### Record set
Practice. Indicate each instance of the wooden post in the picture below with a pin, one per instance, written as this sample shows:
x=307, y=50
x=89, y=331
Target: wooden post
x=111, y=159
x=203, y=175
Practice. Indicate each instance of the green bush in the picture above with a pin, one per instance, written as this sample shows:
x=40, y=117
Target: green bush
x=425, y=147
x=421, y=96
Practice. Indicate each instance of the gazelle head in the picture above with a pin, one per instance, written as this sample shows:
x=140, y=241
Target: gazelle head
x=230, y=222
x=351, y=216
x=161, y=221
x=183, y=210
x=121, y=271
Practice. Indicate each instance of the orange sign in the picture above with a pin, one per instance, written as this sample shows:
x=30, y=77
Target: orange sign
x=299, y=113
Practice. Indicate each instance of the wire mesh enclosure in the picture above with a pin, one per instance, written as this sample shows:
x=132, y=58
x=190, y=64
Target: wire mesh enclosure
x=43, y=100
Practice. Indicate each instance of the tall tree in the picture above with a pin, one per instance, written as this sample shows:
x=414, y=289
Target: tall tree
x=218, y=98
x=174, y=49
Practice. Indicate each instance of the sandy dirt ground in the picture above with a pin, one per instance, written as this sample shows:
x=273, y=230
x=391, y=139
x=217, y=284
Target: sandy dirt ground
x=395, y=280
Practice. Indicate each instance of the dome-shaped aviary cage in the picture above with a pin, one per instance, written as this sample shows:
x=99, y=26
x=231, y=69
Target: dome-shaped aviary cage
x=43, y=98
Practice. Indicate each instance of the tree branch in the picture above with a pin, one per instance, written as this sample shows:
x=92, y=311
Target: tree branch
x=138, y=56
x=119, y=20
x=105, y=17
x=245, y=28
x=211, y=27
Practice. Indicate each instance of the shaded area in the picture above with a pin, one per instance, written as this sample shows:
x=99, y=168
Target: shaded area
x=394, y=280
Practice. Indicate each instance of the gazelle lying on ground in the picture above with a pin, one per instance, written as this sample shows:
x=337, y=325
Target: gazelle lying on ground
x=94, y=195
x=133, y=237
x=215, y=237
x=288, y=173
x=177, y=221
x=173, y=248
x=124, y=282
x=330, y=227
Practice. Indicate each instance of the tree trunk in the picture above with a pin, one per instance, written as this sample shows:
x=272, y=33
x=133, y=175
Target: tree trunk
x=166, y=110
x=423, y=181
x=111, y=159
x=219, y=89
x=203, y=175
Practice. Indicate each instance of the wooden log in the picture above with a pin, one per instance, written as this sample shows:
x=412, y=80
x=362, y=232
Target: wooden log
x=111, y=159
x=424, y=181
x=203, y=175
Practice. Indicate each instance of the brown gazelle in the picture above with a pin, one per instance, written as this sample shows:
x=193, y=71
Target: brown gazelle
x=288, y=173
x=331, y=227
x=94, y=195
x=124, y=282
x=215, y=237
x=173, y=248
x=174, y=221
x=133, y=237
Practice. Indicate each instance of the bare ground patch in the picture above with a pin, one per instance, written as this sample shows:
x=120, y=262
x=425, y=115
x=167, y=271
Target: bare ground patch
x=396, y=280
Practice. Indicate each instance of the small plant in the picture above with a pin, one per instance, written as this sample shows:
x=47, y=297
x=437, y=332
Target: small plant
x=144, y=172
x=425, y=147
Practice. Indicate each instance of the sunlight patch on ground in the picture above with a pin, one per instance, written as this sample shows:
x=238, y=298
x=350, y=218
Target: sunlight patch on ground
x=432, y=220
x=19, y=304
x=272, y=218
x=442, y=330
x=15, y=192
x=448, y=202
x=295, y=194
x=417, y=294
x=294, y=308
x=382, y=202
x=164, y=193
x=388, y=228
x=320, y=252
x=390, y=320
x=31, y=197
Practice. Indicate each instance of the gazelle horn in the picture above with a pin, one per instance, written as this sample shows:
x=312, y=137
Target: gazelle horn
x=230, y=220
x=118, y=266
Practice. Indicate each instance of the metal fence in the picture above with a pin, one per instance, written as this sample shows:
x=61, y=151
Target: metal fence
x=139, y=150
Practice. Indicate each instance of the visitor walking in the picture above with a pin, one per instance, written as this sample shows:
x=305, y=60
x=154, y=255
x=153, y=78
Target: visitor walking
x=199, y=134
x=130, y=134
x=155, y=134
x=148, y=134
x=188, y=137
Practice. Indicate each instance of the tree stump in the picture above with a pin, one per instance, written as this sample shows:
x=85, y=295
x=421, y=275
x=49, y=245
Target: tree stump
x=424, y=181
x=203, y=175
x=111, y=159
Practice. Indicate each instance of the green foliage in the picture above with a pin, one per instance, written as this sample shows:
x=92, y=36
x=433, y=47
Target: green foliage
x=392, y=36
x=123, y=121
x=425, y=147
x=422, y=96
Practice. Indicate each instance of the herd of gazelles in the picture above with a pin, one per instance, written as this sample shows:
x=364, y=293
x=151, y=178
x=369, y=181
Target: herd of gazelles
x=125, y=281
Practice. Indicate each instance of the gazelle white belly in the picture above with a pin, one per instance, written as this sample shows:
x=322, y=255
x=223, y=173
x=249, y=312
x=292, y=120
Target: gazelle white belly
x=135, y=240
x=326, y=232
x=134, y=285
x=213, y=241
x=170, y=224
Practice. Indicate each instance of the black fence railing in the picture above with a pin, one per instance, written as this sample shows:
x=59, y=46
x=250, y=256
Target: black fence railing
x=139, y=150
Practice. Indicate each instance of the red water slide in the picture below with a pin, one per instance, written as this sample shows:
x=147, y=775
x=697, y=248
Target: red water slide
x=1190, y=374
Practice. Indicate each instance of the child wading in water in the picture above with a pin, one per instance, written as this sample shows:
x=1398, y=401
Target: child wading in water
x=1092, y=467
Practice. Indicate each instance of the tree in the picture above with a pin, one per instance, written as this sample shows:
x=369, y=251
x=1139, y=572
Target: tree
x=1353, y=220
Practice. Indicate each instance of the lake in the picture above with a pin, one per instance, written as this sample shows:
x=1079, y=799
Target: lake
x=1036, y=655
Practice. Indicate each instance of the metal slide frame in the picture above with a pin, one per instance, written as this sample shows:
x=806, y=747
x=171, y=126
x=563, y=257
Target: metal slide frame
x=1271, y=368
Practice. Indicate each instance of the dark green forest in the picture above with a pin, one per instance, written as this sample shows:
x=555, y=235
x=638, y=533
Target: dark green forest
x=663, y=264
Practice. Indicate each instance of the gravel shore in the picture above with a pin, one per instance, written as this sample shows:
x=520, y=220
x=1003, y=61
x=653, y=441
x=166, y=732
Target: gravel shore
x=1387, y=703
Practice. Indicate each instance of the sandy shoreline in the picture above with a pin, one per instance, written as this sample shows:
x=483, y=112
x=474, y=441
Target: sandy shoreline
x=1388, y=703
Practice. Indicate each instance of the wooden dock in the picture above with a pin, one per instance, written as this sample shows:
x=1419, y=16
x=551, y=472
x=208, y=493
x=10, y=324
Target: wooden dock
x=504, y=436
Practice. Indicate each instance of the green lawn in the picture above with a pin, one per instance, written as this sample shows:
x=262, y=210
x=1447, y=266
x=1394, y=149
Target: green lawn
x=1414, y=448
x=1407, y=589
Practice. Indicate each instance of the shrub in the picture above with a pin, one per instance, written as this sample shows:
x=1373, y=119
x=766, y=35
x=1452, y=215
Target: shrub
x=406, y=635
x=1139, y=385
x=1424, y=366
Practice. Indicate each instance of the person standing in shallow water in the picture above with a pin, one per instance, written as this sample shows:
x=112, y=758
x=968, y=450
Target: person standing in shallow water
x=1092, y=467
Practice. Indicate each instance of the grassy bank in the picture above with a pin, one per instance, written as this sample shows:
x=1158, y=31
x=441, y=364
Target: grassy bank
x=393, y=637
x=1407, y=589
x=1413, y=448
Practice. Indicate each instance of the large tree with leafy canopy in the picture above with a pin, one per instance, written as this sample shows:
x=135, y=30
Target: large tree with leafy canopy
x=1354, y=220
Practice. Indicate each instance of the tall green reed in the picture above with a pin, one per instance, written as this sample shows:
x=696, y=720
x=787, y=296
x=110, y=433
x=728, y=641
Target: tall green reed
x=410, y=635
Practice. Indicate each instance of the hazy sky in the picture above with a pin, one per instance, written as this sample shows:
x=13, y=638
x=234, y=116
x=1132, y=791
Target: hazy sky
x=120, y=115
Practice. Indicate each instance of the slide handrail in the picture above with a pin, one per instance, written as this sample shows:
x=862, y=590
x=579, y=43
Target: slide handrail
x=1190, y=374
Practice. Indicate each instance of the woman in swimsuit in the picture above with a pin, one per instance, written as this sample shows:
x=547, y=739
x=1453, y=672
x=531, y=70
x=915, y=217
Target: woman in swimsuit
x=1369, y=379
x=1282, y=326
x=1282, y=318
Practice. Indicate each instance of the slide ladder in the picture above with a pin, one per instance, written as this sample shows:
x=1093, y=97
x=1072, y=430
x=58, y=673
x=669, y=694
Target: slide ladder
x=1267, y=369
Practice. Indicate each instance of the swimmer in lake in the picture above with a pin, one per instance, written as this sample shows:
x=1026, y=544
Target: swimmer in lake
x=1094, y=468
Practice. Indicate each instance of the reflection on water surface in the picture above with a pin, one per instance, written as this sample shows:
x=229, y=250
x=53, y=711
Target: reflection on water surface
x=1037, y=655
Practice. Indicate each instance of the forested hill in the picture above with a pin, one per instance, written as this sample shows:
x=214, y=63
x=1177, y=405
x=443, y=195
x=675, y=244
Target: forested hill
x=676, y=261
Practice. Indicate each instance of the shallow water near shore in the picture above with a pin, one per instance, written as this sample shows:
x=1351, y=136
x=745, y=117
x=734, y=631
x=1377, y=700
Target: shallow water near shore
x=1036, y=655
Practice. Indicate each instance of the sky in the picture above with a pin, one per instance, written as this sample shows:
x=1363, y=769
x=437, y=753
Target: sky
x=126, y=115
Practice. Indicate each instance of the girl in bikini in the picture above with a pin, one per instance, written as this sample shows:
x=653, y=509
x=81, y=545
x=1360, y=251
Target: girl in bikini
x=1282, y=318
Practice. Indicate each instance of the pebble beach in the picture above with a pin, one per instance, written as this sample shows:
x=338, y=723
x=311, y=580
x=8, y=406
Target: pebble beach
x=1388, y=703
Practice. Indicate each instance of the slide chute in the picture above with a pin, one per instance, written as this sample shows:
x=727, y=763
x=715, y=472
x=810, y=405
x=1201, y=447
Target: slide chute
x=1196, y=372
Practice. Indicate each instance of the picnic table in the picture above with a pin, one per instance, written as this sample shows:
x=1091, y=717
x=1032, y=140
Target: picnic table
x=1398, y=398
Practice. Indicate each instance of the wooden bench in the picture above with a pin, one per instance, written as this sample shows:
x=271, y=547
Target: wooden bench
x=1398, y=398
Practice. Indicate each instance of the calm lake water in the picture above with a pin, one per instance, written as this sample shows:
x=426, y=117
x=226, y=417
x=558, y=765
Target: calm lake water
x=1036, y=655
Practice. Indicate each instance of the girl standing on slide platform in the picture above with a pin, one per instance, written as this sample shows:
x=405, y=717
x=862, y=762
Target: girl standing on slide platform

### Task details
Copy the records word for word from the line containing "Practice. Indicate each instance of the grassy" through the line containing "x=410, y=635", including both of those lines.

### Response for this exercise
Practice. Indicate each instance of the grassy bank in the picture above with a pin, one per instance, written as this sample shows:
x=1158, y=31
x=441, y=364
Target: grassy bank
x=393, y=637
x=1407, y=589
x=1413, y=448
Practice. Indicate each instance of the large tree with leafy canopy in the picture above with a pin, one per instance, written as this sample shows:
x=135, y=30
Target: large tree with leafy canopy
x=1354, y=220
Practice. Indicate each instance of the tall green reed in the picture above with a pin, one per instance, written as this sample shows:
x=696, y=720
x=787, y=296
x=110, y=433
x=728, y=641
Target: tall green reed
x=410, y=635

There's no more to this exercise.